§ **Raw data**

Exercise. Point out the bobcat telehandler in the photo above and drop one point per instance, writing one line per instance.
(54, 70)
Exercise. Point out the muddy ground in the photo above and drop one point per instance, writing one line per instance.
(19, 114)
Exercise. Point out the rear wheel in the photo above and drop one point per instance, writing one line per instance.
--
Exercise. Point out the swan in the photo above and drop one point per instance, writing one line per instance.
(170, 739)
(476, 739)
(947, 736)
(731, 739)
* * *
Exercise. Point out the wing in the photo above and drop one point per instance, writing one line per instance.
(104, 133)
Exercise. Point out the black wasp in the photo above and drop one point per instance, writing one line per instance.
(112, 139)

§ **Directions for this task**
Everything from the line with "Exercise. Point out the muddy" through the line with "Exercise. Point out the rear" in the listing above must be retyped exactly, with nothing added.

§ **Output below**
Exercise. Point out the muddy ground in the photo above and drop one point per instance, writing one line per instance.
(19, 114)
Exercise. Point out the rear wheel in the photo above and drop one point per instance, writing one line per instance.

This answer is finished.